● What is required:
Which lines of the data below hold "outstretched"? Copy each of them.

# # # # #

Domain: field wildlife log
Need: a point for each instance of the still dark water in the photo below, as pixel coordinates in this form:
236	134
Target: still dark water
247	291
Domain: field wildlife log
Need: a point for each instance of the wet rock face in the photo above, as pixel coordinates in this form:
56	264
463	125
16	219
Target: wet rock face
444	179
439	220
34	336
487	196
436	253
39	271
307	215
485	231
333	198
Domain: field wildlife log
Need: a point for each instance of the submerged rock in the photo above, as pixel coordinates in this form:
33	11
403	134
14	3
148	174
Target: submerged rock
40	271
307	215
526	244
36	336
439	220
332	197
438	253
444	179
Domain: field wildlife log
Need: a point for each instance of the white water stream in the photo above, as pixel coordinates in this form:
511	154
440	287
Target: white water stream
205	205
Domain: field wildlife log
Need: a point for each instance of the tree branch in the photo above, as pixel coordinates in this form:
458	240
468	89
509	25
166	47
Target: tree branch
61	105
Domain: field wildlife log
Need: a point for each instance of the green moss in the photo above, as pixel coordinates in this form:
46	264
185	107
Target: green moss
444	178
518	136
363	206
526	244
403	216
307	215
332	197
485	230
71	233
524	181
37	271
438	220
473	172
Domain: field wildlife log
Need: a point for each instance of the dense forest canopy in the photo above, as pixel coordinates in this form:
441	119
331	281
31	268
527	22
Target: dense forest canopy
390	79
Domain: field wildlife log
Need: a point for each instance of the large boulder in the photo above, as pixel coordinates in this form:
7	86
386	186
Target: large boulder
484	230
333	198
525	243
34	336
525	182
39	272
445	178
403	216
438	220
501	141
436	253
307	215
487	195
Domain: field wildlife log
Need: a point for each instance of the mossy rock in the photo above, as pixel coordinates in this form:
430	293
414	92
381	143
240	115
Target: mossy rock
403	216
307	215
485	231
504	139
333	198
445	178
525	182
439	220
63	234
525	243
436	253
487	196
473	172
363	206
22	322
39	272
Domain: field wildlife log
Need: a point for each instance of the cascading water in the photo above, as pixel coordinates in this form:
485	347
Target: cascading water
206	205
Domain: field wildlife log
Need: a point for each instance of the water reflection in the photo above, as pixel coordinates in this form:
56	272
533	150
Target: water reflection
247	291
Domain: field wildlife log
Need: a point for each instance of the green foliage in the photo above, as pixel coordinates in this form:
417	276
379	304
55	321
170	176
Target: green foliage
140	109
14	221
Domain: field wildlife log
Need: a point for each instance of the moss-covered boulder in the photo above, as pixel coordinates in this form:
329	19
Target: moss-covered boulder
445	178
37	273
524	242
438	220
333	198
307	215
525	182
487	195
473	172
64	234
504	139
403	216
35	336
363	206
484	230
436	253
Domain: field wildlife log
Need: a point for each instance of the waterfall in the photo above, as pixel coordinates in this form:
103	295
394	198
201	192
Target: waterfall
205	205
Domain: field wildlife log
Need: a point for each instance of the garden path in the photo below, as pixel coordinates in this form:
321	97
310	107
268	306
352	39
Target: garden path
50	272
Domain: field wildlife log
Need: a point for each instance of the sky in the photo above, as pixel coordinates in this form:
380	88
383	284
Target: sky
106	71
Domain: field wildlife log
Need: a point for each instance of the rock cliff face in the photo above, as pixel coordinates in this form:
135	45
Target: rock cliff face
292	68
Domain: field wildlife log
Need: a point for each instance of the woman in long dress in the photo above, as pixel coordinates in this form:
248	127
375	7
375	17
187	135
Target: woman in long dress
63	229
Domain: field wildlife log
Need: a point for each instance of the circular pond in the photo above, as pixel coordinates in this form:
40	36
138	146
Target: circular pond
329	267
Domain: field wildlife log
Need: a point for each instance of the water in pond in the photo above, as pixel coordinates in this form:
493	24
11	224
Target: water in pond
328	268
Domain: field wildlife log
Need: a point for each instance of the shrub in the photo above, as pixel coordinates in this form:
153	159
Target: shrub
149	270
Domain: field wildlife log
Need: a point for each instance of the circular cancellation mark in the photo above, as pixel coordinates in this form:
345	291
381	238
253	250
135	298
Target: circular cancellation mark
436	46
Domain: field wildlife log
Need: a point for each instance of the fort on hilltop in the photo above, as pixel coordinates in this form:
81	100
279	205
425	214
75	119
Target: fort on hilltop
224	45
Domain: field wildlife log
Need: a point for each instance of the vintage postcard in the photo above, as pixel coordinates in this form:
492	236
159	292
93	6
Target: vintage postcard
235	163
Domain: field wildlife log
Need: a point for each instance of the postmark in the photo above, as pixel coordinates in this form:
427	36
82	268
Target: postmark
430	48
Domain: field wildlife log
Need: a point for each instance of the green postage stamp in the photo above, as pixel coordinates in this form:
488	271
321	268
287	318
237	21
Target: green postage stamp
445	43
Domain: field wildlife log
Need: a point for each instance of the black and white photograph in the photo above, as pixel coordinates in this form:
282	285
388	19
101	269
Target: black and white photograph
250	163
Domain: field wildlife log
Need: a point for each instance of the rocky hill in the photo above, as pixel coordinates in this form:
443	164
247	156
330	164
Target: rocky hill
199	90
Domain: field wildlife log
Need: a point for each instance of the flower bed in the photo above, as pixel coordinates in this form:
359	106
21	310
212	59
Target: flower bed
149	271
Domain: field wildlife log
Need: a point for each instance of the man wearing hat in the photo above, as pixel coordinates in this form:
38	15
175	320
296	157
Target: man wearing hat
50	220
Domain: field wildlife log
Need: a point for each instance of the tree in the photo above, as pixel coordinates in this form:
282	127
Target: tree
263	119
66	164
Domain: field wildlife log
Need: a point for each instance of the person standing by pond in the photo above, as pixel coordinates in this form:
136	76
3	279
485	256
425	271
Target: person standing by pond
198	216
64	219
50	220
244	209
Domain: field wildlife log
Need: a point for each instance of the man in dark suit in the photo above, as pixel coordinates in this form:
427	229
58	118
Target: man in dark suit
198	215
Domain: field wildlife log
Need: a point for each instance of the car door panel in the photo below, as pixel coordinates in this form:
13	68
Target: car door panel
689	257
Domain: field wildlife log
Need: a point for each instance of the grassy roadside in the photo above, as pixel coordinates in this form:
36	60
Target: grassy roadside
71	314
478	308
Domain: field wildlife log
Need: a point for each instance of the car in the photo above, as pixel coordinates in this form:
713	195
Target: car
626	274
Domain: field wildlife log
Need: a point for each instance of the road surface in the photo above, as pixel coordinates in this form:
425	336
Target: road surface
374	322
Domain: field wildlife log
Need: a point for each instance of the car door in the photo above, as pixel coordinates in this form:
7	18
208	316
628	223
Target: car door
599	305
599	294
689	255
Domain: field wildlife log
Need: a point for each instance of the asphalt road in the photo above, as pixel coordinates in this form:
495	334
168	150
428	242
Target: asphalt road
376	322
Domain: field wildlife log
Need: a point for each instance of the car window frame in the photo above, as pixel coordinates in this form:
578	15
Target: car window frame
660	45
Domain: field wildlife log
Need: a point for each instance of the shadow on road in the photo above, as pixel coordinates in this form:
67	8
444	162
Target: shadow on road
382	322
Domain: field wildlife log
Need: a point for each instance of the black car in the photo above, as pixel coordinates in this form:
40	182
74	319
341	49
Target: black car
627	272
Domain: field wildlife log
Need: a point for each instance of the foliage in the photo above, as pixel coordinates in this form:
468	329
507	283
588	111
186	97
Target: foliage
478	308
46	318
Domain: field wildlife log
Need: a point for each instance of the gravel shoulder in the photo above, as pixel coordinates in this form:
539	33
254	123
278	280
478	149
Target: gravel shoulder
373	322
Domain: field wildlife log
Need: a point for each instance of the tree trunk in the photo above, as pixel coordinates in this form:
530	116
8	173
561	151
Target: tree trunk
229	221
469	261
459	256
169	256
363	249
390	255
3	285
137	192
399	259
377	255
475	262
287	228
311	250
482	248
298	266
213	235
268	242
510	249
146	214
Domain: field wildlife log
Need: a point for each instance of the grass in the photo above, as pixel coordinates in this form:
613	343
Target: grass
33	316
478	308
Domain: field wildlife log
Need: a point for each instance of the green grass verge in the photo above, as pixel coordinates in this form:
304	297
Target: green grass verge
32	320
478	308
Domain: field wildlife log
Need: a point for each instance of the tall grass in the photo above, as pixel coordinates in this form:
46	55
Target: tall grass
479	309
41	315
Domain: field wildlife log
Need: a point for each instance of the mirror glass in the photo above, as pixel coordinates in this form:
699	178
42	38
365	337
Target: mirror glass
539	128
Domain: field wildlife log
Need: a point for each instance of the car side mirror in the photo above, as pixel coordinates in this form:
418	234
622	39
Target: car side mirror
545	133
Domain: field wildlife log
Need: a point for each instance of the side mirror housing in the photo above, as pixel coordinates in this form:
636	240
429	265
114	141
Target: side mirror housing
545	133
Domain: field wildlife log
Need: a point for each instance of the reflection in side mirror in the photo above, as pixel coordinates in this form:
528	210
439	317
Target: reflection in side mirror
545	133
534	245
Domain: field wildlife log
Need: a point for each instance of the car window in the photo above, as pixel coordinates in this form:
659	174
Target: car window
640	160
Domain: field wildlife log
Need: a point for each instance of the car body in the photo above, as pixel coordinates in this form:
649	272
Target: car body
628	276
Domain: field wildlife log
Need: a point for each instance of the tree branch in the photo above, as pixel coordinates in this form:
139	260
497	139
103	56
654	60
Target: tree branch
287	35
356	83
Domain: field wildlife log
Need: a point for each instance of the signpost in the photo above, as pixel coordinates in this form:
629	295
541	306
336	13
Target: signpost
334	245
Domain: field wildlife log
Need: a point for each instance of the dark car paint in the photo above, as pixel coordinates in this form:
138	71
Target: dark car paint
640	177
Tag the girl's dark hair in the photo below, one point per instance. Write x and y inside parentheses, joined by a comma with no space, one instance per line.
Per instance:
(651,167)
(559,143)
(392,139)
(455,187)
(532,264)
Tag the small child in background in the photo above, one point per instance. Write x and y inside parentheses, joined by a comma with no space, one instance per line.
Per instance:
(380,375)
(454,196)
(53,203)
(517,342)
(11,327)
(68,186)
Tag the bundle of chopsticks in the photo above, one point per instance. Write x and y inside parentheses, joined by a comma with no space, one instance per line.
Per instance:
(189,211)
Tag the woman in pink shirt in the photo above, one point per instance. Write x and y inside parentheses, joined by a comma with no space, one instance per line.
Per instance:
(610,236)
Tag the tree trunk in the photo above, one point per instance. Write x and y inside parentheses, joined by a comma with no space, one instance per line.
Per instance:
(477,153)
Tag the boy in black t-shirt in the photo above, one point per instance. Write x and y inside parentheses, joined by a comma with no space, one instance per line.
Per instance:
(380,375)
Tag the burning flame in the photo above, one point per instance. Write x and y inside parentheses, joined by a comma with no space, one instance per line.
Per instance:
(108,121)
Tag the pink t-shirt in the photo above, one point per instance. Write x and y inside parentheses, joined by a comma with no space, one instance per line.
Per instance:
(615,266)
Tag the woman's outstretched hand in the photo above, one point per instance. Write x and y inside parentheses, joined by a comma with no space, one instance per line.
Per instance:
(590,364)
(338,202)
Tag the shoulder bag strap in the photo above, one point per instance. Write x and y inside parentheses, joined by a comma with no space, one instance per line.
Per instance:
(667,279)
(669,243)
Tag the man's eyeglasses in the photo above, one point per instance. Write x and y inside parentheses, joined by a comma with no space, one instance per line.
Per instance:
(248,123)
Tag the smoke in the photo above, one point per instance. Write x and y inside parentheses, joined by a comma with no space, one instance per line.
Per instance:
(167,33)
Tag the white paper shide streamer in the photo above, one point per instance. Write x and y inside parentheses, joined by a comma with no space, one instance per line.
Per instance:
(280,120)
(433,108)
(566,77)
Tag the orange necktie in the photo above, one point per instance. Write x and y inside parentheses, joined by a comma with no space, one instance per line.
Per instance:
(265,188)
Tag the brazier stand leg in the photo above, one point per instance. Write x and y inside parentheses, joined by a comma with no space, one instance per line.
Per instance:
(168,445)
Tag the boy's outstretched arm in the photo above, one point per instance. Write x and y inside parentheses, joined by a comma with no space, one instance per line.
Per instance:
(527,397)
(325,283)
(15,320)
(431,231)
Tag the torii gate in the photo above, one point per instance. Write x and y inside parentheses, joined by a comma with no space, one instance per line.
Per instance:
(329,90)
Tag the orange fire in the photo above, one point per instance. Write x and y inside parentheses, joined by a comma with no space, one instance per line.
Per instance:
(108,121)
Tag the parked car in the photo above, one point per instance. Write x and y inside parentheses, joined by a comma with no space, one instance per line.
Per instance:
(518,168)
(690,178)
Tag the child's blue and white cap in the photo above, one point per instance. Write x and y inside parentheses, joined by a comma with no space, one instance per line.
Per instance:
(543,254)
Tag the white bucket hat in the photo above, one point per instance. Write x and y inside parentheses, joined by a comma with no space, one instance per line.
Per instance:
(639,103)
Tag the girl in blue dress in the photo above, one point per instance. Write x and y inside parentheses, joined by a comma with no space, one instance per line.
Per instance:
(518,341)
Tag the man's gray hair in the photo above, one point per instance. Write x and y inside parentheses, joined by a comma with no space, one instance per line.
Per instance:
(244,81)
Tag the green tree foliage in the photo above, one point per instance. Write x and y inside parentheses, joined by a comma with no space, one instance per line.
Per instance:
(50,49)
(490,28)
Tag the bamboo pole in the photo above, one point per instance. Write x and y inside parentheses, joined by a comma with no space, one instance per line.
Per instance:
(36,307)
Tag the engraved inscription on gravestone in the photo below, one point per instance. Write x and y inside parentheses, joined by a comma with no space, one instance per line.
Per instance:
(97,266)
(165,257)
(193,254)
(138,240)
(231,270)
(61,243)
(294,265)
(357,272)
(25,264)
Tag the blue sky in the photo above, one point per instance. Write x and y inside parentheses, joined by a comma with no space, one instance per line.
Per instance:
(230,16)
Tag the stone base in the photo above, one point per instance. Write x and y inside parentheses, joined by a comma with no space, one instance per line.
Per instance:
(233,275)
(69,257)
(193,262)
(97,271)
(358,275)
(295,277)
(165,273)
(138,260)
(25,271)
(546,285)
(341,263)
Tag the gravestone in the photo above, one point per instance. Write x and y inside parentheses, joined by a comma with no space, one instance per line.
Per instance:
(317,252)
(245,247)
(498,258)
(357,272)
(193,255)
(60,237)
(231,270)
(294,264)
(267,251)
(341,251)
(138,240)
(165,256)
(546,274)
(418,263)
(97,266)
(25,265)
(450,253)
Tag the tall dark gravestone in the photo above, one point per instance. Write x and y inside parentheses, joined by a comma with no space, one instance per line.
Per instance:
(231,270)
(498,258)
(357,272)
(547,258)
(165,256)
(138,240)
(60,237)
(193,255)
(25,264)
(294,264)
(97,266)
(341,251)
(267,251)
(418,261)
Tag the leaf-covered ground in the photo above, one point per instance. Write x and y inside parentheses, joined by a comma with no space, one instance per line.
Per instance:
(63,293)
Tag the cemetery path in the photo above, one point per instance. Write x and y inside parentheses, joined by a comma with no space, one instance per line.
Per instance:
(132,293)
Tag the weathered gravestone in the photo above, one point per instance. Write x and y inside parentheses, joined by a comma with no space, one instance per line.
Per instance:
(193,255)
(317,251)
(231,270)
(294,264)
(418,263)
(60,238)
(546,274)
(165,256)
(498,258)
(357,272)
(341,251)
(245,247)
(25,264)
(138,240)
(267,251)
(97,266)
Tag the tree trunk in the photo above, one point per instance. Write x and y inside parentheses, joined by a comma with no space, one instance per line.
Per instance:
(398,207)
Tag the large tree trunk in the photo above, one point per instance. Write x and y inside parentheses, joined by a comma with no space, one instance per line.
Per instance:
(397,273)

# # # # #

● Response box:
Tag the woman's outstretched hand in the photo above, one point per instance. Write x and y inside parentheses, joined by a comma with no space, one instance per line.
Tag the boy's outstretched arm in the photo above, one point per instance. Write x and y inside parentheses, joined by a comma with no space, one instance per line.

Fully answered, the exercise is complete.